# Problem statement
Every record that follows should be written out again without any change.

┏━━

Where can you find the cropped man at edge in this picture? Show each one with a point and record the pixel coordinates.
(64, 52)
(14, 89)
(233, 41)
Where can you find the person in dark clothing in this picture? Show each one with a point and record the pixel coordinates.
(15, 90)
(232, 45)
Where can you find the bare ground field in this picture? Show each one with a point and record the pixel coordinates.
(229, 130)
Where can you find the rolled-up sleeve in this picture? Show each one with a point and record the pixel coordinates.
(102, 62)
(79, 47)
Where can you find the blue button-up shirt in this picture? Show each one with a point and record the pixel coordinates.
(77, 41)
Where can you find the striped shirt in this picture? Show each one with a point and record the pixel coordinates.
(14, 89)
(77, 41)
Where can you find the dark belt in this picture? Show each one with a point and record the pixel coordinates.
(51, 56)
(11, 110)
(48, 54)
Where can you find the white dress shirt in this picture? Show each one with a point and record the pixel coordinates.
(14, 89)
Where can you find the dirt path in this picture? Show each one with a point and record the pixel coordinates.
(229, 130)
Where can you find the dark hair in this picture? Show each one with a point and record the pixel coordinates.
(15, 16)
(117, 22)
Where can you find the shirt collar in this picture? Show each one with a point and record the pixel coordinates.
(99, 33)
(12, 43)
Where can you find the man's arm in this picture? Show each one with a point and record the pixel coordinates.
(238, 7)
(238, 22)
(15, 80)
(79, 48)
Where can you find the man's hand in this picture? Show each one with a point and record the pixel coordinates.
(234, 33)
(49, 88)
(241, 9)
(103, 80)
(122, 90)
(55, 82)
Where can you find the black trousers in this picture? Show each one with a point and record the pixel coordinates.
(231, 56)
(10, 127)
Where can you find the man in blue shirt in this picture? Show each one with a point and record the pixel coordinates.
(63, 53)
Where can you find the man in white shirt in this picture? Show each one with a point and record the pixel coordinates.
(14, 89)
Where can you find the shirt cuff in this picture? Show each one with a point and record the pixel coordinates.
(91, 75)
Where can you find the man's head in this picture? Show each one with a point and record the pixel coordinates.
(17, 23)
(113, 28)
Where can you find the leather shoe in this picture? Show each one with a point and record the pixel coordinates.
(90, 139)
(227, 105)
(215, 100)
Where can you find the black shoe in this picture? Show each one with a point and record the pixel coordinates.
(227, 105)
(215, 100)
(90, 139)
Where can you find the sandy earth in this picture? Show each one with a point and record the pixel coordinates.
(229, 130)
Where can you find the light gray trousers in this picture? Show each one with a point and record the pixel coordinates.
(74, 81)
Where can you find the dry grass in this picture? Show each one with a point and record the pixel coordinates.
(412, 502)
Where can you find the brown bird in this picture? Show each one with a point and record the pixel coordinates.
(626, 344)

┗━━

# Your solution
Where can you find the cropped man at edge in this picture? Show each one with a point and record the pixel coordinates.
(64, 52)
(14, 89)
(233, 41)
Where can you find the person in dark clothing in this picture? Show each one with a point and record the pixel coordinates.
(15, 90)
(232, 45)
Where can you find the bare ground field in this picture? Show each one with a point and record the pixel coordinates.
(229, 130)
Where can you find the rolled-up sleeve in this picture? Show each one with a point and record the pixel coordinates.
(102, 62)
(79, 47)
Where can you find the blue button-up shirt in this picture? Show each one with a point and record the pixel coordinates.
(77, 41)
Where can you find the striped shirt in this picture? Show each one with a point and record the pixel coordinates.
(14, 89)
(77, 41)
Where can you find the dark belt in this picture? Show each one with a point and record the pixel coordinates.
(51, 56)
(11, 110)
(48, 54)
Where can you find the white dress shirt in this picture? Show each one with a point and record the pixel coordinates.
(14, 89)
Where can you find the dirt path in this picture? Show each one with a point and record the pixel coordinates.
(229, 130)
Where can you find the dark hair in this picture? Show each one with a point and record the pixel coordinates.
(15, 16)
(117, 22)
Where can you find the shirt collar in this picture? Show each one with a point and record the pixel coordinates.
(99, 33)
(12, 43)
Where can you find the man's arm in this picture? Show each one with a point and record the pixel coordinates.
(238, 7)
(238, 22)
(15, 80)
(79, 48)
Where can you find the man's hand in this picture? Show each one with a point and record the pixel coordinates.
(234, 33)
(49, 88)
(241, 9)
(103, 80)
(122, 90)
(55, 82)
Where can you find the black trousers in this picture? Show each one with a point and record the pixel coordinates.
(231, 56)
(10, 127)
Where can you find the man in blue shirt in this picture? Show each one with a point and record the pixel coordinates.
(63, 53)
Where can you find the man in white shirt in this picture? Show each one with a point and record the pixel coordinates.
(14, 89)
Where can you find the shirt cuff in this picture? Show each one with a point and record the pixel coordinates.
(91, 75)
Where can you find the man's head in this picture? Show each one with a point and record the pixel coordinates.
(17, 23)
(113, 28)
Where can you find the leather shoe in this picture? Show each one with a point and record the pixel coordinates.
(90, 139)
(227, 105)
(215, 100)
Where can you find the black shoe in this picture? Show each one with a point and record the pixel coordinates.
(227, 105)
(215, 100)
(90, 139)
Where can you find the sandy earth in this picture? Show each one with a point and record the pixel coordinates.
(229, 130)
Where can you find the light gray trousers in this picture? Show each one with a point and record the pixel coordinates.
(74, 81)
Where can you find the dry grass in this picture? Show each one with a point and record the pixel coordinates.
(412, 502)
Where can you find the brown bird in this picture? Show each one with a point and record the pixel coordinates.
(626, 344)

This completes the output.